** BEGIN Extracted text **

As discussed in Jain's paper, torus interconnects are attractive interconnection architectures for distributed memory supercomputers. In the above discussion, collectives have been explained in the context of communication between processes. In a distributed super computer, processing nodes are interconnected, and each processing node may be responsible for one or more process in the context of collectives. A torus interconnect is a type of mesh interconnect with processing nodes arranged in an array of N dimensions, with each node connected to its nearest neighbours, and corresponding nodes on opposite edges of the array also connected. Bi-directional communication links exist between interconnected processing nodes.

The algorithms for implementing collectives which are discussed in the above-referenced paper authored by Jain and Sabharwal are applied on torus connected architectures. This allows the collectives to process different fragments of the vectors in rings in different dimensions at the same time, making the process bandwidth efficient. Indeed, Jain and Sabthawal present their techniques as optimal for an asymmetric torus, and it has been accepted in the field that this is the case.

An objective of the present disclosure is to present an improved topology and method for implementing an Allreduce function, particularly but not exclusively for use in processing functions in machine learning.

** END Extracted text **

◆ What is asked:
[1] According to the passage on torus interconnects, besides nearest neighbors, which nodes in the array are also connected to each other?
[2] Please pick up the passage on torus interconnects after its final sentence and carry it forward for a few more sentences.

** BEGIN Extracted data **

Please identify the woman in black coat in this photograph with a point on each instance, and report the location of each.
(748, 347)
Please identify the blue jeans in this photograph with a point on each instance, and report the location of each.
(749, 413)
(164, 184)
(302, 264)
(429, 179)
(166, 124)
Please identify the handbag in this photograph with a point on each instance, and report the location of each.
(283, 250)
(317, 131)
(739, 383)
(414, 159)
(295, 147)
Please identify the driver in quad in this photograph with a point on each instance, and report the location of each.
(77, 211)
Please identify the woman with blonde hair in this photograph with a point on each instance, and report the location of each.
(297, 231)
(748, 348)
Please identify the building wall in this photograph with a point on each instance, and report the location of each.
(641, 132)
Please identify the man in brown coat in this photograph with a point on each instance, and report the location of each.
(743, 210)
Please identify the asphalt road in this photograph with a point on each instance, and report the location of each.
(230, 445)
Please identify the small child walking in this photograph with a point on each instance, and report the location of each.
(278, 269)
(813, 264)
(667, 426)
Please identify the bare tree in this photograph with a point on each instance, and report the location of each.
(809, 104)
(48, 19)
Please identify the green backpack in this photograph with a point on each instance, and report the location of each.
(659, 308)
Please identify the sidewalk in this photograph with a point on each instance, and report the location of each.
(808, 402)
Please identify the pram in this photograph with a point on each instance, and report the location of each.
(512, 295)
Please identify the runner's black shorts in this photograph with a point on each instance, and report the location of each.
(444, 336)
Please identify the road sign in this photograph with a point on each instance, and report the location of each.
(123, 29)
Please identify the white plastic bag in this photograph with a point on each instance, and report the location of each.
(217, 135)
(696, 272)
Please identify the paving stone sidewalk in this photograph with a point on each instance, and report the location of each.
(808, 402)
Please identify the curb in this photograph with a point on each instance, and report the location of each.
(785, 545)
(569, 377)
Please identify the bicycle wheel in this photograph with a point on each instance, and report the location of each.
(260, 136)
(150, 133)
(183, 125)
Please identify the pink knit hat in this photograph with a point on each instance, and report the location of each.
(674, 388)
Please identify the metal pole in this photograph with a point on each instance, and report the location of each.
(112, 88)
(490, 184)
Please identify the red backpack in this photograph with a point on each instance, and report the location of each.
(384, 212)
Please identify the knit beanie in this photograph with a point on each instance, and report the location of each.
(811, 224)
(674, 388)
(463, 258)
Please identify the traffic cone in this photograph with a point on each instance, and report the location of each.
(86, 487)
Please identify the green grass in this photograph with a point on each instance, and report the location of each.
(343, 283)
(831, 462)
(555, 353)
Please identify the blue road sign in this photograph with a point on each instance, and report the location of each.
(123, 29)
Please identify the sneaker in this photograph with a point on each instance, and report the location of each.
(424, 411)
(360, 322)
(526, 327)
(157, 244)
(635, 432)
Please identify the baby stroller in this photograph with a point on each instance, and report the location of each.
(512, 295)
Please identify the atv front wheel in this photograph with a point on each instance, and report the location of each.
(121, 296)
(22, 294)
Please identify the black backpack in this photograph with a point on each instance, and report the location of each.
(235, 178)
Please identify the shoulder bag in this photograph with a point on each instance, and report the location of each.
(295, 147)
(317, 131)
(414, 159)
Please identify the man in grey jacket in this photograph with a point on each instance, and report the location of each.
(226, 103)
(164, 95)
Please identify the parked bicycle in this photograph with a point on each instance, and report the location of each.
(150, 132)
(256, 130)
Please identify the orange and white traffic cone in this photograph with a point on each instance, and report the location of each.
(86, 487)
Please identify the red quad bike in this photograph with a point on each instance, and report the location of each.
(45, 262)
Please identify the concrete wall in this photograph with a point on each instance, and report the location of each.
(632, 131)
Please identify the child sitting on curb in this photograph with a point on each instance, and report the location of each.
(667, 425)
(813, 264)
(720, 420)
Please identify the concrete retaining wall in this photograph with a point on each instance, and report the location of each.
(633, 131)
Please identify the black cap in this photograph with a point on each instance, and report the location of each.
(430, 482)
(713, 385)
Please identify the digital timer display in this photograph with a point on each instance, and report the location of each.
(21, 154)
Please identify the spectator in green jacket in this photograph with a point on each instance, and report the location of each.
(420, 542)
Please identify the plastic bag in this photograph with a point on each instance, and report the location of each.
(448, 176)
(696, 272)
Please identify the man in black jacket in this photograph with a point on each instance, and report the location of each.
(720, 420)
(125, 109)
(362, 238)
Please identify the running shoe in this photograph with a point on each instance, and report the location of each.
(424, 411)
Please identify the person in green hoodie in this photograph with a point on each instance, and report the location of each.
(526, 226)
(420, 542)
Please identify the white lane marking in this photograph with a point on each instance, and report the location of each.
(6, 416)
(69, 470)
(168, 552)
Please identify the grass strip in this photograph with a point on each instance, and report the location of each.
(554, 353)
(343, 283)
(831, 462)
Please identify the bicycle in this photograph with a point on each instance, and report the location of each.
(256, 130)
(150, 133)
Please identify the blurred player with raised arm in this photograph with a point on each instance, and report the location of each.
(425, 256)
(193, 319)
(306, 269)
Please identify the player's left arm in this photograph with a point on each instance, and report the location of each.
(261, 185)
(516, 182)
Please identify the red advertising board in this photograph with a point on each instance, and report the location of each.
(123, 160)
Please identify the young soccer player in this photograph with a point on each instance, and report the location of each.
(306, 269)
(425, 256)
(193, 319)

** END Extracted data **

◆ Answers to the problems:
[1] Corresponding nodes on opposite edges of the array.

[2]
While the topologies and configurations described herein are particularly effective for the efficient implementation of Allreduce , they may also be advantageously used for other machine learning collectives and other types of parallel programs.

<CIT> describes a computer configured to perform collective communication operations such as all reduce operations by transmitting partial results between nodes of a bi-directional chain of notes. In one embodiment the nodes are arranged in a cubic configuration. Nodes are configured to receive data from neighbouring nodes and reduce the received data with data already on the node to produce an intermediate result, which is communicated to a next node of the chain.

<CIT> describes reduction algorithms performed on a torus computer topology, with a set of nodes arranged in a grid, where all nodes in a given row or column are connected in a circle. The described reduction algorithms perform reduction on each row before performing reduction on each column.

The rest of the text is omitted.